Return the opening lines of the material, word for word. End with the line that contains "Task: put a pin on every instance of the white".

=== Begin Enclosure ===

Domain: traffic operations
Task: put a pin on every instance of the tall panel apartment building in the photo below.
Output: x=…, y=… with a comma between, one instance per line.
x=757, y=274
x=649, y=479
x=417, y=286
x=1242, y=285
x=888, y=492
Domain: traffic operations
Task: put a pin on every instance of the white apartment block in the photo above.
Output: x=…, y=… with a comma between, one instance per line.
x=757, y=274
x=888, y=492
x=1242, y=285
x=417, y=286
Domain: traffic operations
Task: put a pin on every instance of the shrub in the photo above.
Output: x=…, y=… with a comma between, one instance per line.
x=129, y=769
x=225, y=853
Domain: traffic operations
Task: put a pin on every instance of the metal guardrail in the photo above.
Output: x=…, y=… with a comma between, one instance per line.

=== End Enclosure ===

[Answer to this exercise]
Domain: traffic operations
Task: put a pin on every instance of the tall panel apartment building in the photo below.
Output: x=…, y=… with a comma between, one instance per line.
x=757, y=274
x=649, y=479
x=417, y=286
x=1242, y=285
x=888, y=492
Domain: traffic operations
Task: put a pin on every instance of the white apartment block in the photo above.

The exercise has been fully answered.